PROBLEM REQUIREMENTS.
Look through the entries below and show every line containing the word "elephant".

--- START ---

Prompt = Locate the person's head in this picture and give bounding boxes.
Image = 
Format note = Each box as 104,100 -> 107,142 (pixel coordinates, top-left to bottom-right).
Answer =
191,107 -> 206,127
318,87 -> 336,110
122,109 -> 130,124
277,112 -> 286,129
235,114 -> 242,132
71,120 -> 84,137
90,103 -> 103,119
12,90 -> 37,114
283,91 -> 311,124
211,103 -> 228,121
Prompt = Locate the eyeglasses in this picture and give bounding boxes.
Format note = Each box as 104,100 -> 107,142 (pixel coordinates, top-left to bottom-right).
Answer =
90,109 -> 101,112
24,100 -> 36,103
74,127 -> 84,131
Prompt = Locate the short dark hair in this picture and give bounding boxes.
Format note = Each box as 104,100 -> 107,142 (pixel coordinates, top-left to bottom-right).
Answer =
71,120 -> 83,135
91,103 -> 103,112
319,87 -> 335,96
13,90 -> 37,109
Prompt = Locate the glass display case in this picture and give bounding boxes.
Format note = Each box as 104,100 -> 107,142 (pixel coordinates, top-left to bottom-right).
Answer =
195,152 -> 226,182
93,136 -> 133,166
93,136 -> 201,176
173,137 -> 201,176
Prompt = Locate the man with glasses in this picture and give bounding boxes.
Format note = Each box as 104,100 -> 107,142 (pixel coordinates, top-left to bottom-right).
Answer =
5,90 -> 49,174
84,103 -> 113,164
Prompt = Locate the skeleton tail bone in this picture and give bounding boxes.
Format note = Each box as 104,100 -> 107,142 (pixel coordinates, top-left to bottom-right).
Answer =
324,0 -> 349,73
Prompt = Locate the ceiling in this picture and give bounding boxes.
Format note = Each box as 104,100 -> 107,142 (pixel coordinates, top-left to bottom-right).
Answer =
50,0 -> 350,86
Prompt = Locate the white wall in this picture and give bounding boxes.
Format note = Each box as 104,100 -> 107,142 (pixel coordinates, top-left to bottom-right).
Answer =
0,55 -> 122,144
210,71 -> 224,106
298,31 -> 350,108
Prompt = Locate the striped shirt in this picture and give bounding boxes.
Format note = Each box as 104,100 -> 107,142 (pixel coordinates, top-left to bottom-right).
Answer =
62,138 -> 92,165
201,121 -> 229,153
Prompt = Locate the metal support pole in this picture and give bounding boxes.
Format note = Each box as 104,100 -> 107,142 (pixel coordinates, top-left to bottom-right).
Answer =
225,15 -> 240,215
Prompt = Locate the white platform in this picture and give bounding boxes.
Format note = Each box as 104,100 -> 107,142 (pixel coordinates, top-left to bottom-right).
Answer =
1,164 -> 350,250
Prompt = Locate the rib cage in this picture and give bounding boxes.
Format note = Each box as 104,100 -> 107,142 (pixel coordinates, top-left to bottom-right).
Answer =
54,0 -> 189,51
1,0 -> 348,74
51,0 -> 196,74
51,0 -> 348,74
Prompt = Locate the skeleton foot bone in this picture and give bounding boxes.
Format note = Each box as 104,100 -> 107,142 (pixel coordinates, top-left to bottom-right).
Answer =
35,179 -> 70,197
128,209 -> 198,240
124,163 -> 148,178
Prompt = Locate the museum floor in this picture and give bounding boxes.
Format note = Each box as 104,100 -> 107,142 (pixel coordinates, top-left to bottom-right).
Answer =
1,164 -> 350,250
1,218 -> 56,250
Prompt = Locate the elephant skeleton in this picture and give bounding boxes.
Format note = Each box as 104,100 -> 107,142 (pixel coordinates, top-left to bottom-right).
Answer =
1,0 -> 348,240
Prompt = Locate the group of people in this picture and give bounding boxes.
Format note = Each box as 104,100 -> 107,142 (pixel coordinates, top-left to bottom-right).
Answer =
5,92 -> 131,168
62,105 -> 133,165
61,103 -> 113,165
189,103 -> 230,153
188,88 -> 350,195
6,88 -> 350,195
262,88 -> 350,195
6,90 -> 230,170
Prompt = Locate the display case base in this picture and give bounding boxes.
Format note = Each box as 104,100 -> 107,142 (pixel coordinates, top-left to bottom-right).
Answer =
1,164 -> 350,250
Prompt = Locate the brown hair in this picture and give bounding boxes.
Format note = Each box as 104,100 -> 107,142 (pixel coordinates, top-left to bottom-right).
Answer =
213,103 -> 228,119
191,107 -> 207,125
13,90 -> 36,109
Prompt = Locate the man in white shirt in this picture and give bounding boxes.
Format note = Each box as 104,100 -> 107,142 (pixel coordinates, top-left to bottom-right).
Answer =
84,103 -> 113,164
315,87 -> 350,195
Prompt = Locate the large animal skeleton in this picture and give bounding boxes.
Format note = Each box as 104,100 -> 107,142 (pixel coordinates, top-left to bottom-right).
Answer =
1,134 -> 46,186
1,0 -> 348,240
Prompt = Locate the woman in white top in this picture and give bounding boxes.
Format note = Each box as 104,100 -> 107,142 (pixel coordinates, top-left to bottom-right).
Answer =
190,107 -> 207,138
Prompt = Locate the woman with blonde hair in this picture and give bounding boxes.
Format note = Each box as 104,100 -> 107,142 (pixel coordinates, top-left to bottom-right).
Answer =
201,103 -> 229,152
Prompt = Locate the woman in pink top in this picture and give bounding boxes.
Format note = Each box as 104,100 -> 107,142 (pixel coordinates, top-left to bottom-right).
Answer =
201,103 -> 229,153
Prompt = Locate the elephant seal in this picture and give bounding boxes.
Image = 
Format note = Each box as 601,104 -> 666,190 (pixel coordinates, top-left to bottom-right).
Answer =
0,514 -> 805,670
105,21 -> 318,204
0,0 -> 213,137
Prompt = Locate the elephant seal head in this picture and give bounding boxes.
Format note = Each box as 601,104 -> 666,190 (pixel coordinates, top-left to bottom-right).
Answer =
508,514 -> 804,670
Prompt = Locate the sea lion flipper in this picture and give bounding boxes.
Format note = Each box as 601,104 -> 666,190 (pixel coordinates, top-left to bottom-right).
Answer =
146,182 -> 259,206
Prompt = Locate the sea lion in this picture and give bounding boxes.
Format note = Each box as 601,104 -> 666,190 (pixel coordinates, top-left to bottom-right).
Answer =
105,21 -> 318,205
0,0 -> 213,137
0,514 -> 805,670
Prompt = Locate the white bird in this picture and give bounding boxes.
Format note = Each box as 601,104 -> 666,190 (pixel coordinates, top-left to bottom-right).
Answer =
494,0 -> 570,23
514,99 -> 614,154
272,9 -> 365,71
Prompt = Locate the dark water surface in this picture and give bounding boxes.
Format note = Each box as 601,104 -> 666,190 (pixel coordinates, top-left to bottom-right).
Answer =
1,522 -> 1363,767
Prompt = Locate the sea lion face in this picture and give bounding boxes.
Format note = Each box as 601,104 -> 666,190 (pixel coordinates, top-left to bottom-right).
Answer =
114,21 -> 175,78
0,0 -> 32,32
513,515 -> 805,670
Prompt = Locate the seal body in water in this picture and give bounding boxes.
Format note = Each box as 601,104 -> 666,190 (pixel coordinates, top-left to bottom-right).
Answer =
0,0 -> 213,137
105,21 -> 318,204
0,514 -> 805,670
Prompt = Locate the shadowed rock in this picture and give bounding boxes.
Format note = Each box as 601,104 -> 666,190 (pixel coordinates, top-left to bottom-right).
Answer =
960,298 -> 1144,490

--- END ---

SOLUTION FOR THIS PROBLEM.
Prompt = Locate the elephant skeleton in this picture and give bounding boxes.
Prompt = Locate the elephant seal in this picture and give bounding boxes.
Prompt = Locate the elephant seal head in this picture and give bounding boxes.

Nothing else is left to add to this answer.